■ Text shown:
[BEGIN]
Nearly four hours later, after bending over tables and using our arm and back muscles in new ways, we are exhausted and hungry--again. We are led to a cozy dining room with four tables in the back of the school where Giovanni Butto, a former student of journalism and sociology at the Universita di Bologna, serves lunch and moonlights as editor of the Spisnis' new cooking magazine.

He pours a delicious bottle of Cabernet Sauvignon Colli Bolognesi (produced in the hills of Bologna) and introduces us to piadina, a thin flatbread typical of the Emilia-Romangna region. Our lunch could feed a busload of tourists: a meat plate with prosciutto and sopressata, tortellini en brodo, and successive dishes sampling all the pastas we've made (finished with Alessandra's sauces that she's been cooking in a nearby open kitchen). Dessert is tenerina (a flourless chocolate cake). Before we leave with our diplomas in hand, Giovanni hands each of us a white paper bag with our pasta, now dried to take home.

After we return to the States, I browse through a classic Italian cookbook on my shelf, The Splendid Table by Lynn Rosetto Kasper. I'm looking for a sauce that's fit for the pasta we've brought home with us. As I open the book, I look at what she has written in the preface and couldn't agree more: "Ask an Italian where to take only one meal in Italy and, after recommending his mother's house, he will more than likely send you to Emilia-Romagna."
[END]
■ Required tasks:
A. Repeat the cooking school account between "He pours a delicious" and "to take home.", inclusive, changing "piadina" to "focaccia".
B. Answer these questions from the cooking school account:
(i) Who serves lunch at the school and also works as editor of the new cooking magazine?
(ii) What is tenerina?
(iii) Which cookbook does the writer browse after returning to the States?

■ Data records:
[BEGIN]
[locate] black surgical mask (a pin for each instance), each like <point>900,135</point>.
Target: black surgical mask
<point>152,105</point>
[END]
[BEGIN]
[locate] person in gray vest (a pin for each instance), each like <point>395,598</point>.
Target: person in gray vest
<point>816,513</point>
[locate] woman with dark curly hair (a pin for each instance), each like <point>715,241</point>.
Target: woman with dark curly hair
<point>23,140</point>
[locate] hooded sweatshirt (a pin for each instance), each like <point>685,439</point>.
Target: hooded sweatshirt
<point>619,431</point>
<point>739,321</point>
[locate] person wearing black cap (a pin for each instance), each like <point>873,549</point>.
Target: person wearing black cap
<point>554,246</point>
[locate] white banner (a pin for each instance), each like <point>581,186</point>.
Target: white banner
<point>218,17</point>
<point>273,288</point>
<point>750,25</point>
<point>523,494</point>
[END]
[BEGIN]
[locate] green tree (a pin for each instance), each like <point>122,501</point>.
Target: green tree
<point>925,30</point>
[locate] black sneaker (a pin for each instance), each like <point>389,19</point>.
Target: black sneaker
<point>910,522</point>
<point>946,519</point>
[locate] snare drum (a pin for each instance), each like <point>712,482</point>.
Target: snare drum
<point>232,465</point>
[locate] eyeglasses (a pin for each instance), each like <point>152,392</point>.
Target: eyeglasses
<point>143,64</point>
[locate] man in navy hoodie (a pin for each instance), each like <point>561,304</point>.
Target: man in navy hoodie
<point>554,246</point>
[END]
■ Answers to the tasks:
A.
He pours a delicious bottle of Cabernet Sauvignon Colli Bolognesi (produced in the hills of Bologna) and introduces us to focaccia, a thin flatbread typical of the Emilia-Romangna region. Our lunch could feed a busload of tourists: a meat plate with prosciutto and sopressata, tortellini en brodo, and successive dishes sampling all the pastas we've made (finished with Alessandra's sauces that she's been cooking in a nearby open kitchen). Dessert is tenerina (a flourless chocolate cake). Before we leave with our diplomas in hand, Giovanni hands each of us a white paper bag with our pasta, now dried to take home.

B.
(i) Giovanni Butto
(ii) A flourless chocolate cake
(iii) The Splendid Table by Lynn Rosetto Kasper